- WHAT YOU SHOULD DO: Pick out every line in the data below that contains the word "woman" and copy each one.

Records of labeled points
======

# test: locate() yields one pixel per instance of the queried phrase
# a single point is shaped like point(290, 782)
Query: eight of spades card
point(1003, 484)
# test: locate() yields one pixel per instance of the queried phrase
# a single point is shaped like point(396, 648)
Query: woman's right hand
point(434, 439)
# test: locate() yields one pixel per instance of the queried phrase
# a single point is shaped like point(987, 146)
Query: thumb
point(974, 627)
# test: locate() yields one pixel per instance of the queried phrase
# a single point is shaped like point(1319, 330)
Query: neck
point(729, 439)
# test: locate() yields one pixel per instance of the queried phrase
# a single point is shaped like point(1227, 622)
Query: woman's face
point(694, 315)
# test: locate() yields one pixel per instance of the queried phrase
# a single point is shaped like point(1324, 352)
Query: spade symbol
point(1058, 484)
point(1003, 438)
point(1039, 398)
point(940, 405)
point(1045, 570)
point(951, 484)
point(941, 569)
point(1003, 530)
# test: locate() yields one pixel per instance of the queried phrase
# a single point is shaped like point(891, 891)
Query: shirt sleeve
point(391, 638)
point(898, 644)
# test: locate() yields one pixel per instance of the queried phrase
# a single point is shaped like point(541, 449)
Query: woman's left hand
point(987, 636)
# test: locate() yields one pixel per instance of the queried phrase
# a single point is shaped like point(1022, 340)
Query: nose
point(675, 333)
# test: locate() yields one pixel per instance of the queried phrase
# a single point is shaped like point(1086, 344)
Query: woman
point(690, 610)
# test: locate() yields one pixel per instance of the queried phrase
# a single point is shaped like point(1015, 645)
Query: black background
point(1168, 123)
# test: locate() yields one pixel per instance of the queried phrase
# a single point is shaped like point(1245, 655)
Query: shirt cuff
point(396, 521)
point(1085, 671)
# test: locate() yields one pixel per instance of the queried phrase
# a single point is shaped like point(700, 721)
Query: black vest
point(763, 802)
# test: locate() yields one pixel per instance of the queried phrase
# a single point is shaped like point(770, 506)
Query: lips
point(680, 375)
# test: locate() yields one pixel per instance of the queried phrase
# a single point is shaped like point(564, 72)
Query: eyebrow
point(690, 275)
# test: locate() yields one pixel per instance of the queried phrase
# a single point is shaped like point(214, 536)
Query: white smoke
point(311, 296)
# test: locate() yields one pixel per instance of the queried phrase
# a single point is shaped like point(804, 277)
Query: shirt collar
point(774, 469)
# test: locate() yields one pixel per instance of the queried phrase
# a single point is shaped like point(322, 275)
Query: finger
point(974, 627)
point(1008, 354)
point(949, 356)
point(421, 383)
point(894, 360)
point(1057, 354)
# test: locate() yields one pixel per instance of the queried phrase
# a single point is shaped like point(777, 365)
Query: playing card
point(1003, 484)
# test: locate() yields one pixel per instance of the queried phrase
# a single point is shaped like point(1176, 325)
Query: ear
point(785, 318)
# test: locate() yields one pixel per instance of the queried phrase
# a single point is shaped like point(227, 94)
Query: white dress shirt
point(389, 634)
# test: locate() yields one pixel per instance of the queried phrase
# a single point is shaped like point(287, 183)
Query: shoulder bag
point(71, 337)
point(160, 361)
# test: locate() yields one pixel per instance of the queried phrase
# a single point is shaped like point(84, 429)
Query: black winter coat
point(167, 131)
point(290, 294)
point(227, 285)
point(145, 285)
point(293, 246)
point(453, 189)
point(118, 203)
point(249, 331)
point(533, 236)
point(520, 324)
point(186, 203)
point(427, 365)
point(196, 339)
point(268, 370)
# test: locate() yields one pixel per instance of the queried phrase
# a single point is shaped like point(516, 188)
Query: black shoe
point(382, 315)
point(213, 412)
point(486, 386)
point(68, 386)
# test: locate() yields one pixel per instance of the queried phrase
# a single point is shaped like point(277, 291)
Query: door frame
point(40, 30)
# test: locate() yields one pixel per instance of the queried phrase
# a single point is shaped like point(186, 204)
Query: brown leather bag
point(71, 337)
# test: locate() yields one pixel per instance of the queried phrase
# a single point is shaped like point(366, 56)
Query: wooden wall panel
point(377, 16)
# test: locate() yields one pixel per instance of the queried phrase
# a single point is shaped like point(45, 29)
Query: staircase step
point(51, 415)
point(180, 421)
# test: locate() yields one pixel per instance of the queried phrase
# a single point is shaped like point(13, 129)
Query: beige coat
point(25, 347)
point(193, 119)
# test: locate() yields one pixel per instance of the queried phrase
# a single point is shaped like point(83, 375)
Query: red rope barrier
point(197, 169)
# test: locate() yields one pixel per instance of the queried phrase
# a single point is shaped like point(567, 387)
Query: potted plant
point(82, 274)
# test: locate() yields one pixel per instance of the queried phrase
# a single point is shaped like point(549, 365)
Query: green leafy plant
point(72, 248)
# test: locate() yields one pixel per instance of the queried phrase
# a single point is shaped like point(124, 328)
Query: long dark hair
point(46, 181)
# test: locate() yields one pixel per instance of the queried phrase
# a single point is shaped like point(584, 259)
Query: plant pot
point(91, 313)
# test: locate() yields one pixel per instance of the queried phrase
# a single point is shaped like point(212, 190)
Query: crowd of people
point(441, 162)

======

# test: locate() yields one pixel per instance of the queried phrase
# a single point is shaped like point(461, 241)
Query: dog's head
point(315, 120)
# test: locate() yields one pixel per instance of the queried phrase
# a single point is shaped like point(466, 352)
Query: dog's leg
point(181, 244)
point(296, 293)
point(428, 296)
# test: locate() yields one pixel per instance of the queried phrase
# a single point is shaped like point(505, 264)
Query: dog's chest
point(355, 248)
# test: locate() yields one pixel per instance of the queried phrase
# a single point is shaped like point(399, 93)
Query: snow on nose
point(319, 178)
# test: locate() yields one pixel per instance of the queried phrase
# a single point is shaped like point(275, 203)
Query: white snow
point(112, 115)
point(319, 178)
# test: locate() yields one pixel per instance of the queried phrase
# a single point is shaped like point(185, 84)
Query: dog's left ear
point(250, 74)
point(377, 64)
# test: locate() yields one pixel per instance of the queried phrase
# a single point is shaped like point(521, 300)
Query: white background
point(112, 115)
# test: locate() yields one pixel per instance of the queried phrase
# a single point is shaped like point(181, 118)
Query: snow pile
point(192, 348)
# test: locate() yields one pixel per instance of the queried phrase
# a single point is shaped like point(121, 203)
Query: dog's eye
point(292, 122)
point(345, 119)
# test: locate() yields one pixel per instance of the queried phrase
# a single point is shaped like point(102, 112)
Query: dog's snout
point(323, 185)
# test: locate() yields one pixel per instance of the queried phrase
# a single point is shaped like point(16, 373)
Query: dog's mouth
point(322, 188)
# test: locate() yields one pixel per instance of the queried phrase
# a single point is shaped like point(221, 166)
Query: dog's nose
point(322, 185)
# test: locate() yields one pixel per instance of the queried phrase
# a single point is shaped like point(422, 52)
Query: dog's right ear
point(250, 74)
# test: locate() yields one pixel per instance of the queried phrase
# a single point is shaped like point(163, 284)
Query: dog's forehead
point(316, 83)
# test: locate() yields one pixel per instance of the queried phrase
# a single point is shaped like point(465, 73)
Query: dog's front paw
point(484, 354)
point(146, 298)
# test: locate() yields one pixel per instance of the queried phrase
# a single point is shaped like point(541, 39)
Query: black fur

======

- WORKED SOLUTION:
Query: woman's right hand
Query: woman's face
Query: woman's left hand
Query: woman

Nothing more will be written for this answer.